Job>
Can you set down, character for character, the lines beginning at the one that contains "Detect narrow street." and ending after the one that contains "12;274;314;480"?

— Start of Raw data —

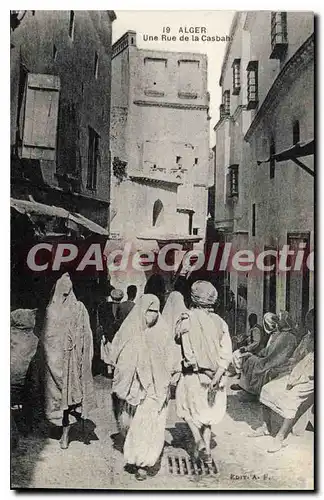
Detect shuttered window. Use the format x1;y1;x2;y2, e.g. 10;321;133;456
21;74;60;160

— End of Raw data —
— Start of Raw data —

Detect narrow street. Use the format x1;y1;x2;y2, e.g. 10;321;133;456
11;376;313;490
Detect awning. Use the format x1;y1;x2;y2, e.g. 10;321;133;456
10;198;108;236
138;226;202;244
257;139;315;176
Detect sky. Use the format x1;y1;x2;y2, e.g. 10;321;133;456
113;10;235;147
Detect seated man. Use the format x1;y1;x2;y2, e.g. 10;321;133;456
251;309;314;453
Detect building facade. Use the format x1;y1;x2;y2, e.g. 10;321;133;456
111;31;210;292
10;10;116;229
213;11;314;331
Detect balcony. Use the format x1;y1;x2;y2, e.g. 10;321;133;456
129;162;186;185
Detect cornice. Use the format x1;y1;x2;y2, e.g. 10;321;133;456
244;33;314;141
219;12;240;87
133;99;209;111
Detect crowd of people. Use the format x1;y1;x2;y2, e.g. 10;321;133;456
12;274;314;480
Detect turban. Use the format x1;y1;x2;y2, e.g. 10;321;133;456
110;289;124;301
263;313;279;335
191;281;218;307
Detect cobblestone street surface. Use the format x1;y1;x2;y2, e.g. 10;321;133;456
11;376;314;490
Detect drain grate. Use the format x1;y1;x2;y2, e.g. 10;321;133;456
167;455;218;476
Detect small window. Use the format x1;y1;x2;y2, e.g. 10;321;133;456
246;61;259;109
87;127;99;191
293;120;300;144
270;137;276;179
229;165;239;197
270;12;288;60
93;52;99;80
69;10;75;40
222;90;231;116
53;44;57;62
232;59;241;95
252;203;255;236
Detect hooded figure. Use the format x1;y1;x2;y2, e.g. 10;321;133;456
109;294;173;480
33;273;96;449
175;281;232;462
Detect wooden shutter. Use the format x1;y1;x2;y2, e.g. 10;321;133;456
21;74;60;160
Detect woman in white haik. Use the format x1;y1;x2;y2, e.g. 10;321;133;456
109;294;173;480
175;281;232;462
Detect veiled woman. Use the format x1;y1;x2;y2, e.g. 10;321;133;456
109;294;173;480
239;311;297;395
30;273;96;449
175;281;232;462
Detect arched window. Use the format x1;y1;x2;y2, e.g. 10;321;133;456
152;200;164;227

— End of Raw data —

Task answer>
Detect narrow street. Use the format x1;y1;x2;y2, e.g. 10;321;133;456
11;376;313;490
Detect awning. Use the format x1;y1;x2;y2, e.g. 10;321;133;456
10;198;108;236
138;226;202;244
257;139;315;176
Detect sky. Use the format x1;y1;x2;y2, e.g. 10;321;133;456
113;10;235;147
Detect seated man. Use the format x1;y1;x2;y2, e.g. 10;321;133;456
251;309;314;453
Detect building facade. Use the format x1;y1;x2;y2, e.g. 10;321;133;456
111;31;210;292
10;10;116;229
213;11;314;331
Detect balcony. Use the format x1;y1;x2;y2, e.g. 10;321;133;456
129;162;186;185
Detect cornice. Use the format x1;y1;x2;y2, e.g. 10;321;133;456
244;33;314;141
219;12;240;87
133;99;209;111
Detect crowd of people. Use the format x1;y1;x2;y2, e.g. 10;321;133;456
12;274;314;480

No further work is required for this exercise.